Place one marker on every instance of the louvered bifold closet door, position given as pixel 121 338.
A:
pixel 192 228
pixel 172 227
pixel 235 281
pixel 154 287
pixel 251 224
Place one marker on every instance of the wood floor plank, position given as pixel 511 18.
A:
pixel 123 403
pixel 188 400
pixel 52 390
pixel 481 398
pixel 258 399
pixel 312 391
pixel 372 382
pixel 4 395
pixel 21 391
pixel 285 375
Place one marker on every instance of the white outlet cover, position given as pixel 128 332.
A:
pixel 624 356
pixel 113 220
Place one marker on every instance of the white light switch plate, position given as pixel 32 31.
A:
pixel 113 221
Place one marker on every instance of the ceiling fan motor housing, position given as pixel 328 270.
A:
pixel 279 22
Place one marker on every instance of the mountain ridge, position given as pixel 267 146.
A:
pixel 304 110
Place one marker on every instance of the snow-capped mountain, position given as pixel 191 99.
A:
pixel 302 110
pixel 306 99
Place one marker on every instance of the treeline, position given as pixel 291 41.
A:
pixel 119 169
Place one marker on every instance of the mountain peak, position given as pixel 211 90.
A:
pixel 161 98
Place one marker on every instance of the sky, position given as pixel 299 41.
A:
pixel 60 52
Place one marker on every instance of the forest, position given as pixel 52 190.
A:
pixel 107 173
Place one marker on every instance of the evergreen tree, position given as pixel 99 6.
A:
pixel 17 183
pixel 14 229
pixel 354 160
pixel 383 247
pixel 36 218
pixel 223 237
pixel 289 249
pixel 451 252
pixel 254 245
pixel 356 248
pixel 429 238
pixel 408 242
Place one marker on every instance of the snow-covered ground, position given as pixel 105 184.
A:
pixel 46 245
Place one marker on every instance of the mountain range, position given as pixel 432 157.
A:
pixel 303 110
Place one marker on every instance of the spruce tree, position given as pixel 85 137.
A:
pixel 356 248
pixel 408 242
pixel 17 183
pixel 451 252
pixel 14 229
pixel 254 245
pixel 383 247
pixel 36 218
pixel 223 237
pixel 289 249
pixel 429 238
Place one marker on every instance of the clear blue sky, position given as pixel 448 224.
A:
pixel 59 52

────────────────────

#### DIRECTIONS FOR THIS TASK:
Rewrite the listing above, replacing each "marker" with "point" and leaving everything else unchanged.

#### RESPONSE TO THIS TASK:
Place one point on every instance of the louvered bifold closet door, position given as pixel 121 338.
A:
pixel 192 228
pixel 172 227
pixel 235 281
pixel 154 287
pixel 251 224
Place one point on every instance of the wood floor plank, position given as pixel 511 18.
A:
pixel 123 403
pixel 188 400
pixel 52 390
pixel 481 398
pixel 258 399
pixel 312 391
pixel 372 382
pixel 4 395
pixel 21 391
pixel 285 375
Place one point on every instance of the white outlet cover, position given as pixel 128 332.
A:
pixel 624 356
pixel 113 220
Place one point on every instance of the white light switch plate, position given as pixel 32 31.
A:
pixel 113 221
Place one point on every instance of the ceiling fan motor housing, position given as pixel 328 270.
A:
pixel 279 22
Place one point on every instance of the mountain ridge, position given as pixel 267 146.
A:
pixel 304 110
Place one point on every instance of the snow-capped mountain, position given as pixel 191 99.
A:
pixel 302 110
pixel 306 99
Place one point on every instance of the treeline, position given as pixel 291 41.
A:
pixel 119 169
Place one point on every instance of the mountain peak, position given as pixel 211 90.
A:
pixel 161 98
Place one point on every instance of the sky, position given as pixel 299 41.
A:
pixel 60 52
Place one point on every instance of the forest, position given as pixel 52 190.
A:
pixel 107 173
Place one point on every instance of the evergreen tree, position given as pixel 99 6.
A:
pixel 17 183
pixel 14 229
pixel 354 160
pixel 383 247
pixel 36 218
pixel 223 237
pixel 289 249
pixel 451 252
pixel 254 245
pixel 356 248
pixel 429 238
pixel 408 242
Place one point on every instance of the snow-covered ground, position given as pixel 105 184.
A:
pixel 46 245
Place one point on every instance of the mountain range, position given as pixel 432 157.
A:
pixel 303 110
Place one point on every instance of the spruce tree, position given as pixel 85 137.
A:
pixel 356 248
pixel 408 242
pixel 17 183
pixel 451 252
pixel 14 229
pixel 254 245
pixel 383 247
pixel 36 218
pixel 223 237
pixel 289 249
pixel 429 238
Place one point on every instance of the clear blue sky, position given as pixel 448 224.
A:
pixel 59 52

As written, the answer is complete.